> **Instructions**:
1 – Summarize the forum thread about Steve Jobs and luck in two sentences.
2 – Answer these questions on the forum thread about Steve Jobs and luck:
(a) For how long, according to the first comment, did Steve pursue his long-term vision?
(b) Whom does the commenter sunnybythesea quote?
(c) In the lines quoted by olgeni, how are microchips described?
3 – Write the next part of the forum thread about Steve Jobs and luck, picking up right after its last line.

>> START Selected passage

Time and time again he (1) never let go of his goals and ambitions for
computers+humans and (2) was not afraid to make big bold decisions that went
against the grain. Steve had a long term vision that he held on to and pursued
relentlessly for decades. People who say his success was (even in small part)
due to "luck" are just trying to make themselves feel better about their own
shortcomings.

------
thaumaturgy
An article in which a failed and undistinguished businessman attributes
another businessman's immense successes to "luck".

------
sunnybythesea
"I believe luck is preparation meeting opportunity. If you hadn't been
prepared when the opportunity came along, you wouldn't have been 'lucky.'" \-
Oprah Winfrey

------
olgeni
> Hard drives are now infinitely big. Microchips are almost infinitely small.
> And everybody is connected.

>> END Selected passage
>> START Stored data

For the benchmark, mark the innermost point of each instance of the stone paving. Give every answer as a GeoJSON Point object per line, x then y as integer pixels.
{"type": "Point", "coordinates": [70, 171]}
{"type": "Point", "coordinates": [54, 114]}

>> END Stored data

> **Set of answers**:
1 – One commenter argues that Steve held to a long-term vision for decades and made bold decisions against the grain, and that people who credit his success to luck are trying to feel better about their own shortcomings. Other commenters describe the article as a failed businessman attributing another's successes to luck, quote Oprah Winfrey calling luck preparation meeting opportunity, and quote lines saying hard drives are now infinitely big, microchips almost infinitely small, and everybody connected.

2 –
(a) For decades.
(b) Oprah Winfrey.
(c) As almost infinitely small.

3 –
And we still pay $99 for the privilege of using our own devices, while waiting
for 3 weeks reviews based on borderline useless "guidelines". In-app purchase
codes (extremely complex _strings_ , you know...) take only a week or two.

Perhaps there's more than enough room to innovate and grow.

------
jedmeyers
All WSOP Main Event winners are really lucky if you look at their hand history
retrospectively. However, you still have to me a damn good player in order for
luck to help you become the winner.

------
LandoCalrissian
Steve Jobs had Steve Wozniak, that's what mattered.

------
sbmassey
Lucky like a fox.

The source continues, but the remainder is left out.